----- Page excerpt
Exploring the mechanisms of bacterial virulence and host defense during enteric infection in adult and neonatal mice

Seminar Details
Wednesday, May 15, 2019 - 9:00am to 10:00am


Gustavo Caballero, Ph.D.
Research Fellow (Nunez Lab)


5623 Med. Sci. II  (Wheeler Seminar Room)

Gabriel Nunez, Ph.D.

Diarrheal disease is the second leading cause of child mortality and remains a major cause of adult morbidity worldwide, especially throughout developing countries. Diarrhea is usually the result of an infection in the intestinal tract, which can be caused by a variety of bacterial, viral and parasitic organisms. Among these, Enteropathogenic Escherichia coli (EPEC) and Enterohemorrhagic Escherichia coli (EHEC) are major causes of lethal infection and diarrheal disease in young children and adults, respectively. These pathogens induce ‘‘attaching and effacing’’ (A/E) lesions on the intestinal epithelium leading to transient enteritis or colitis in humans. Citrobacter rodentium has been extensively used as a surrogate model for studying the pathogenesis of human infections with EPEC and EHEC, for which there is no natural animal model of disease. Several studies have demonstrated the role of adaptive immunity in the control of C. rodentium infection, showing that pathogen-specific IgG antibodies are required for pathogen clearance and host survival in adult mice. However, the role of maternal IgG in neonatal host defense against C. rodentium remains poorly understood. Similarly, although it has been previously described that luminal C. rodentium are out competed by the gut microbiota during the eradication phase, the mechanisms by which the pathogen overcomes the colonization resistance imposed by the microbiota during early infection remain unclear. Using a maternal vaccination and neonatal infection model, we examined the mechanism by which maternal antibodies protect the offspring against C. rodentium. We show that maternal pathogen-specific IgG, delivered through breast milk into the neonatal intestinal lumen, plays a critical role in neonatal protection, and identified specific antigens for maternal vaccination and protection of the offspring. Using a robust high throughput approach, we have also evaluated the genetic determinants required for successful colonization of C. rodentium during early infection in the gut of adult mice.  Altogether, these studies provide important insight into the mechanisms of bacterial virulence, host defense and colonization resistance during infection in the gut both in adult and neonatal mice.
----------
* _About this exercise_: Can you quote the seminar announcement word for word, starting with "Seminar Details" and going on through "(Wheeler Seminar Room)"?
----- Extracted entries
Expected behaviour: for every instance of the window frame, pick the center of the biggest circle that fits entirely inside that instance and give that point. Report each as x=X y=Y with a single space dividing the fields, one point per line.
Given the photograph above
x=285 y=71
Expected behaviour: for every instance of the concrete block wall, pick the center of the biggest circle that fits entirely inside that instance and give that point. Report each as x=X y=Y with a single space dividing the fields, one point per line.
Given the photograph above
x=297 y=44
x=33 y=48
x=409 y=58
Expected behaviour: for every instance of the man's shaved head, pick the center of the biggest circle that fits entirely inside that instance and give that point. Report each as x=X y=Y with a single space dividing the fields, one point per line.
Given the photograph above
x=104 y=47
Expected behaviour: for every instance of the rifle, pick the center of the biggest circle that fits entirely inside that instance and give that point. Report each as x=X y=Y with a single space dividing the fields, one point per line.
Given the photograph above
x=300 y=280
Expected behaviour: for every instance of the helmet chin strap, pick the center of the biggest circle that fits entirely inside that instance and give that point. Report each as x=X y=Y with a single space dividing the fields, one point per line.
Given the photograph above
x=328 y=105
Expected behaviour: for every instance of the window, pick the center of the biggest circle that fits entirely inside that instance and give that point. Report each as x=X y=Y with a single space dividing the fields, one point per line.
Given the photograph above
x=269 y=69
----------
* _Answer to this task_:
Seminar Details
Wednesday, May 15, 2019 - 9:00am to 10:00am


Gustavo Caballero, Ph.D.
Research Fellow (Nunez Lab)


5623 Med. Sci. II  (Wheeler Seminar Room)